These seemingly different expressions for $[{\bi R}_{\rm WK}]$ and $[{\bi R}_{\rm ADM}]$ are, in fact, equal, as the following shows $[{\bi R}_{\rm WK} = {\bi R}_{\rm ADM} {\bi R}_{\rm ADM}^{-1} {\bi R}_{\rm WK} = {\bi R}_{\rm ADM} {\bi MN}_{\rm ADM}^{-1} {\bi M}^{T} {\bi N}_{\rm WK}^{-1},]$ therefore $[\eqalign{ {\bi R}_{\rm WK}^{T} {\bi R}_{\rm WK} &= {\bi I}\cr &= {\bi N}_{\rm WK}^{-1} {\bi MN}_{\rm ADM}^{-1} {\bi M}^{T} {\bi R}_{\rm ADM}^{T} {\bi R}_{\rm ADM} {\bi MN}_{\rm ADM}^{-1} {\bi M}^{T} {\bi N}_{\rm WK}^{-1}.}]$ Multiplying on both sides by $[{\bi N}_{\rm WK}]$ gives $[{\bi N}_{\rm WK}^{2} = ({\bi MN}_{\rm ADM}^{-1} {\bi M}^{T})^{2},]$ and since both N matrices are positive definite $[{\bi N}_{\rm WK} = {\bi MN}_{\rm ADM}^{-1} {\bi M}^{T}]$ and conversely $[{\bi N}_{\rm ADM} = {\bi M}^{T} {\bi N}_{\rm WK}^{-1} {\bi M},]$ therefore $[{\bi R}_{\rm WK} = {\bi M}^{T} {\bi M}^{T-1} {\bi N}_{\rm ADM} {\bi M}^{-1} = {\bi R}_{\rm ADM}.]$
(iv) Diamond's first method. This method (Diamond, 1976a) differs from the previous ones in that the transformation D is allowed to be a general transformation which is then factorized into the product of an orthogonal matrix R and a symmetrical matrix T. The transformation of x to fit X is thus interpreted as the combination of homogeneous strain and pure rotation in which x is subjected to strain and the result is rotated. $[\eqalign{{\bi D} &= {\bi RT}\cr {\bi T}^{2} &= {\bi D}^{T} {\bi D}\cr {\bi T} &= ({\bi D}^{T} {\bi D})^{1/2}\cr {\bi R} &= {\bi D} ({\bi D}^{T} {\bi D})^{-1/2}.}]$ Furthermore, the solution for D is $[{\bi D} = {\bi M}^{T} {\bi S}^{-1}]$ (in the notation of Kabsch), so that $[{\bi R} = {\bi M}^{T} {\bi S}^{-1} ({\bi S}^{-1} {\bi MM}^{T} {\bi S}^{-1})^{-1/2}]$ which may be compared with the results of the previous paragraph.

☆ ☆ ☆

* _Given request A_
Return every line of the listing below that contains the string "cord".

☆ ☆ ☆

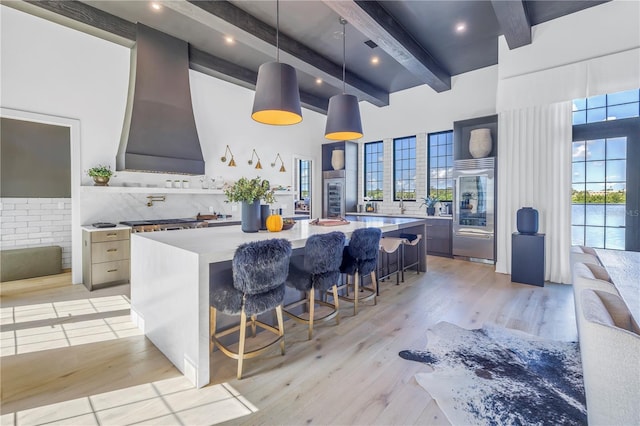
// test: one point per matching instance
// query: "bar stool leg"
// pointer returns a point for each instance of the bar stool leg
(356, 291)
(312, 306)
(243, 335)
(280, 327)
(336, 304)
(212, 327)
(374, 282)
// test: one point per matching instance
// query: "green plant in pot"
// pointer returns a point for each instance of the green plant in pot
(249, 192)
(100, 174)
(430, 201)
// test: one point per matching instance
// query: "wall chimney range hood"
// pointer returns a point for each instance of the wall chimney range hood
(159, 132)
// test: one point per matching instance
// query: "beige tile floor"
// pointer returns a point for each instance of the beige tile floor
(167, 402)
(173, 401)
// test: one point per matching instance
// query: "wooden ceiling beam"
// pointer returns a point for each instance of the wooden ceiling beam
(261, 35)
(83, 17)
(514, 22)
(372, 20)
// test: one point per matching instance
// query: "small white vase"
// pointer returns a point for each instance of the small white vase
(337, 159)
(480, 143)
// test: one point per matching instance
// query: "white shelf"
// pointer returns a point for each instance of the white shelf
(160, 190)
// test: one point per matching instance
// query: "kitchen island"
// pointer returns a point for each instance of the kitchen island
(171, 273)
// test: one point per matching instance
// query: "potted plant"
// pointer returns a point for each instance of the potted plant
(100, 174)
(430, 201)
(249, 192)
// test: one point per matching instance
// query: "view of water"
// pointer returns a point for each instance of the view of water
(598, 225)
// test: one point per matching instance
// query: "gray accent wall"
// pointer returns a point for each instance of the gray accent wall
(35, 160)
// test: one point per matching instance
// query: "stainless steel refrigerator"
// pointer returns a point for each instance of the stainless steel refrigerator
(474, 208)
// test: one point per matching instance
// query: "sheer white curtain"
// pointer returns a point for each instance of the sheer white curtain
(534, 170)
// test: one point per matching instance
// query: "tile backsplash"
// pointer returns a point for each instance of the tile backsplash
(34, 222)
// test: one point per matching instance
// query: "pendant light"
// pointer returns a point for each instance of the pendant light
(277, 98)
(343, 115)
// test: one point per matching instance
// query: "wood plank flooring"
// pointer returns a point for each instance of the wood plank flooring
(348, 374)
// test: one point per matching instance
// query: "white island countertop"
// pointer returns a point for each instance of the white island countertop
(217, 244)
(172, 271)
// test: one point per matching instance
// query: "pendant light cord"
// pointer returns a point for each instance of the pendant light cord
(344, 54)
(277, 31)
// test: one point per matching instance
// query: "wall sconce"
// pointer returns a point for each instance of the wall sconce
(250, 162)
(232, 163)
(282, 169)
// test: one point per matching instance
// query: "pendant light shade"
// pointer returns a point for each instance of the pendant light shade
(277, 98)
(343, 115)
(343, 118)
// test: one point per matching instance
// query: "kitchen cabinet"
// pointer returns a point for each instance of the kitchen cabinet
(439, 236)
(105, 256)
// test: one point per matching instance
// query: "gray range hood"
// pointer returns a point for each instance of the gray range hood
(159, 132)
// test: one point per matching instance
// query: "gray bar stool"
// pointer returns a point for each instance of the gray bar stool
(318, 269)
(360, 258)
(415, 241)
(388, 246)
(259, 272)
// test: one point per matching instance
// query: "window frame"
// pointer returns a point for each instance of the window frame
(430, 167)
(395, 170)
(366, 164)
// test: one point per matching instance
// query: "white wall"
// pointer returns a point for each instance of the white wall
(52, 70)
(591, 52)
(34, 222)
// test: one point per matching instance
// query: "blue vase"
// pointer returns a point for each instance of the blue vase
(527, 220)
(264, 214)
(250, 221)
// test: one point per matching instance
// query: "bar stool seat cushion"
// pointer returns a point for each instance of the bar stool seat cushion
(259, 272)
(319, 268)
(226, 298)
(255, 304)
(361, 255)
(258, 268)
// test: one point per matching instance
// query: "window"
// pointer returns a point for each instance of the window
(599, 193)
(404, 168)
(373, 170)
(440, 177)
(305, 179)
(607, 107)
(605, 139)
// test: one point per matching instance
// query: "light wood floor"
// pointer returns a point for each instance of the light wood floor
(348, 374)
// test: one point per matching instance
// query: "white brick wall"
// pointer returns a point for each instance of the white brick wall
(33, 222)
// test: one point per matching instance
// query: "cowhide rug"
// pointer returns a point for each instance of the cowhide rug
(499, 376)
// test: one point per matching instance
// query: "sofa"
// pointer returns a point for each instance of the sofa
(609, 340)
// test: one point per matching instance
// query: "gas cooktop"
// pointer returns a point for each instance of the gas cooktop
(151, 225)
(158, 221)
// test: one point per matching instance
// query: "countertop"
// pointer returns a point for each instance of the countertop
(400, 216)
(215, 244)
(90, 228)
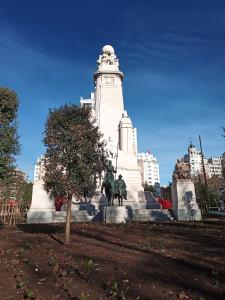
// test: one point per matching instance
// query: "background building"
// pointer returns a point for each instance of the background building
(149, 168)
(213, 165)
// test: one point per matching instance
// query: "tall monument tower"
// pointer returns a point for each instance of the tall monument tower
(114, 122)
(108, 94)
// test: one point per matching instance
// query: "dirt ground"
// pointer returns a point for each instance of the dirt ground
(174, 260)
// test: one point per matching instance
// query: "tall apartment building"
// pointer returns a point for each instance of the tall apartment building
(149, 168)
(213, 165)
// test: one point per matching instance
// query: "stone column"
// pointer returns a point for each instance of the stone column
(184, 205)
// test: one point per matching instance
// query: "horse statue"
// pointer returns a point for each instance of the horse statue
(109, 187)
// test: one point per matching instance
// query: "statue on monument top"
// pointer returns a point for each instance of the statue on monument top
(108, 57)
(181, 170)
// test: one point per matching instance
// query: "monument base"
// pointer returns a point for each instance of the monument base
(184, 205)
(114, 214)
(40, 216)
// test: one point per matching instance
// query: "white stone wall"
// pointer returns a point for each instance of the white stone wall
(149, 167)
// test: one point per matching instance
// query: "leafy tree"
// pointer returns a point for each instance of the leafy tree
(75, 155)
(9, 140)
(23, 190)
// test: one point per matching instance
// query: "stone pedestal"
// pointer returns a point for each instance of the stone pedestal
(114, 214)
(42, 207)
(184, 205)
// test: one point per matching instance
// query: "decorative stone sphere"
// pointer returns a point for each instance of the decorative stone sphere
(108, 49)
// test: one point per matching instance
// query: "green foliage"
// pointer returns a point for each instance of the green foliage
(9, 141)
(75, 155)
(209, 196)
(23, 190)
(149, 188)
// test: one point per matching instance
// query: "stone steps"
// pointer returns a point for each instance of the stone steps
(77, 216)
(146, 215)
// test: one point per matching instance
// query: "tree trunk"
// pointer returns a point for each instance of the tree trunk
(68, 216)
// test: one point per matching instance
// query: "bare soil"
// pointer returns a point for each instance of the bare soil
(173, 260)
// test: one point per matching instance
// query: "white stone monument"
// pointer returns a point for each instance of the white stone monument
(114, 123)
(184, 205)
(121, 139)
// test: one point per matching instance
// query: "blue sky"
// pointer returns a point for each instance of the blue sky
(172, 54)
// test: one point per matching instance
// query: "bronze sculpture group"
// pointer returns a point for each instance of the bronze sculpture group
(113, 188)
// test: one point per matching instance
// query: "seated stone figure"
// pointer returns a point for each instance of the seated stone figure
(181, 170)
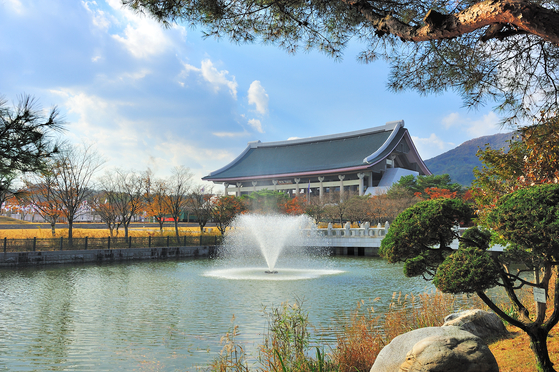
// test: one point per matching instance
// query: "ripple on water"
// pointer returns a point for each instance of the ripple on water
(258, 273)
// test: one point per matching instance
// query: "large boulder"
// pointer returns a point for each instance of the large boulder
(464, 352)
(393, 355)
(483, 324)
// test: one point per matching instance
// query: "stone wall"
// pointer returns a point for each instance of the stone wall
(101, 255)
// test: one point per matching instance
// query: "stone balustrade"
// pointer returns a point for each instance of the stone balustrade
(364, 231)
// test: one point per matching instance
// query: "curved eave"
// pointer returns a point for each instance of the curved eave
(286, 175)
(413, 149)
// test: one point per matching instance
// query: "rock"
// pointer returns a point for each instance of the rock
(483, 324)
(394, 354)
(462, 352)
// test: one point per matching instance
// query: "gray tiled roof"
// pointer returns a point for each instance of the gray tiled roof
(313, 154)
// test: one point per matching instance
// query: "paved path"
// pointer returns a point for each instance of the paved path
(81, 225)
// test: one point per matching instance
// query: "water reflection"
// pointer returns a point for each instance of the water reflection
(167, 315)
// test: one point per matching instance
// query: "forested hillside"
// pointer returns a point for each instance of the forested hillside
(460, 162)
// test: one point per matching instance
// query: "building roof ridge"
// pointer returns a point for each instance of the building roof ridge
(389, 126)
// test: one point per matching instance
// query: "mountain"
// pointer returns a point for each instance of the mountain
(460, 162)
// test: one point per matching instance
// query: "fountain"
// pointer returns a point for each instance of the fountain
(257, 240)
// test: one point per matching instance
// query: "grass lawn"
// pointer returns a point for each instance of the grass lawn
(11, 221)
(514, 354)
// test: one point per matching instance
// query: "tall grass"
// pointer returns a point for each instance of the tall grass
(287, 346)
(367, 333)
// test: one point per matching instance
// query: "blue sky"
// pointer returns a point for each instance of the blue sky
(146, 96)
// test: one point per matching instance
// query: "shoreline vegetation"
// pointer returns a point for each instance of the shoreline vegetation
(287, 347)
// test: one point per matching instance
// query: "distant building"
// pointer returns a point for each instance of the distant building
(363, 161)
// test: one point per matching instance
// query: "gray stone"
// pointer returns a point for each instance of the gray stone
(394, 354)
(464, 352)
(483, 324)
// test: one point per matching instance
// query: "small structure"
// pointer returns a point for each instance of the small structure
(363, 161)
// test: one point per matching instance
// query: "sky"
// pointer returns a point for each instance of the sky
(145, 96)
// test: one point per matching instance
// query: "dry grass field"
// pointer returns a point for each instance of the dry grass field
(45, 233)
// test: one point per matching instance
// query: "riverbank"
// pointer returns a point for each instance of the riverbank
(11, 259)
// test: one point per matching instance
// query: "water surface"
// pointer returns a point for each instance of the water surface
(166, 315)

☆ ☆ ☆

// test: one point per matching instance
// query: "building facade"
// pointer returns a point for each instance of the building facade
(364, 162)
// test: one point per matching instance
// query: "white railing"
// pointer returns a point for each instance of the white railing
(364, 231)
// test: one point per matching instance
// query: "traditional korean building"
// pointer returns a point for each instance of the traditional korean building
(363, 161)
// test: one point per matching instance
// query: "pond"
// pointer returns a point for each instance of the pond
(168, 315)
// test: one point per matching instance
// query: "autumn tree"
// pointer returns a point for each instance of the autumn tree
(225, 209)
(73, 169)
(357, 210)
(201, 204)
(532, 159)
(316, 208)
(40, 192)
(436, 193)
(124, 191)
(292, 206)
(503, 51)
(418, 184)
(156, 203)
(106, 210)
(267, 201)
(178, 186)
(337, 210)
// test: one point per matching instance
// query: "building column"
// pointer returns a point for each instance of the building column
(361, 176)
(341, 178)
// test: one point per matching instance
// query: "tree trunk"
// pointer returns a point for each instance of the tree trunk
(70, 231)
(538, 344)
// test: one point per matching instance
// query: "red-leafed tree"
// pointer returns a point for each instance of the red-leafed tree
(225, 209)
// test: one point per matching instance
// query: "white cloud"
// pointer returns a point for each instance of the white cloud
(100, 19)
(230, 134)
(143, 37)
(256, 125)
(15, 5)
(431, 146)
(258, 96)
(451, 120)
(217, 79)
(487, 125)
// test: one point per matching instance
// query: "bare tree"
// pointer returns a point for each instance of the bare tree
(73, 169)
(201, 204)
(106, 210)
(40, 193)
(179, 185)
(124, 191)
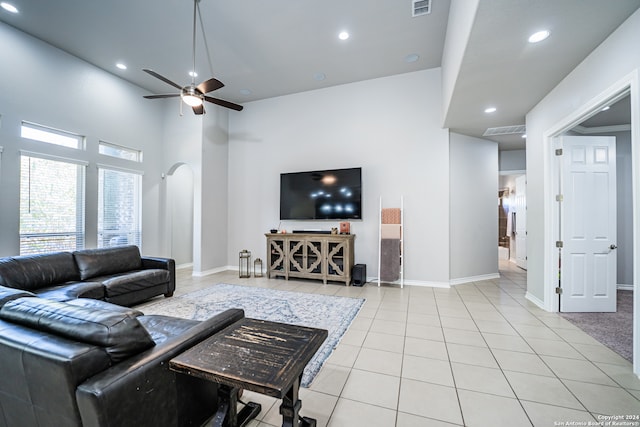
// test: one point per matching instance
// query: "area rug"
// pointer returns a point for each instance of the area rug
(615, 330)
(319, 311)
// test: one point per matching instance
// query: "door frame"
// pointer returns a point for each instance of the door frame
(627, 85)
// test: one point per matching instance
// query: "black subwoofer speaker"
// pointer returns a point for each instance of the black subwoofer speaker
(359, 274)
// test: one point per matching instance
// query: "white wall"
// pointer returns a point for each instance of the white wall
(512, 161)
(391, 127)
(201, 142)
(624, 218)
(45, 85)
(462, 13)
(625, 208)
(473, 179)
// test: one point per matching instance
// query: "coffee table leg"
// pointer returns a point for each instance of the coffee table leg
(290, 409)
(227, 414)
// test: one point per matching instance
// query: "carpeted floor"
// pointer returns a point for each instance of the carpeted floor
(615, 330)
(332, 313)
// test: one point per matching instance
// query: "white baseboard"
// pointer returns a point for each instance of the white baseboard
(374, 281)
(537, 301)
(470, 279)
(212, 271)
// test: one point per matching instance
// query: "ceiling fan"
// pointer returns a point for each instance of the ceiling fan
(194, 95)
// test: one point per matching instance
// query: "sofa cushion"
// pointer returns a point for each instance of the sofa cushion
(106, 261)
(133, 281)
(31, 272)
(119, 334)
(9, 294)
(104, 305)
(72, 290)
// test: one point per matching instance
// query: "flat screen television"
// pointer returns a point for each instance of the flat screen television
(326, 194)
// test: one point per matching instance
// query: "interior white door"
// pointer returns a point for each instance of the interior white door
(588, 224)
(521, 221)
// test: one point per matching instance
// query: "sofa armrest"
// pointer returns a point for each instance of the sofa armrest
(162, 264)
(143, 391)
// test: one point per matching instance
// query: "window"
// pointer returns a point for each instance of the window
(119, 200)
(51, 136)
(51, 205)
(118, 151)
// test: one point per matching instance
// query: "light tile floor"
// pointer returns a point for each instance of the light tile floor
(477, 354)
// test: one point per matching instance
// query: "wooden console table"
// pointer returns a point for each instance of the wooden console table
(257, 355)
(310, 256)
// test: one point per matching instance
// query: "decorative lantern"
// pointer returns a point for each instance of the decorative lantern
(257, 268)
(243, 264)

☆ ☆ ☆

* _Given request B_
Answer these questions from the passage on rotation matrices:
(i) What property of both N matrices allows the conclusion that N_WK equals M N_ADM^{-1} M^T?
(ii) Into the product of which two kinds of matrix is the transformation D factorized in Diamond's first method?
(iii) Diamond's first method interprets the transformation of x to fit X as the combination of which two operations?

* _Complete output A_
// query: "pendant light cord"
// pointer returns a point for each instance of the pendant light cord

* _Complete output B_
(i) Both N matrices are positive definite.
(ii) An orthogonal matrix R and a symmetrical matrix T.
(iii) Homogeneous strain and pure rotation.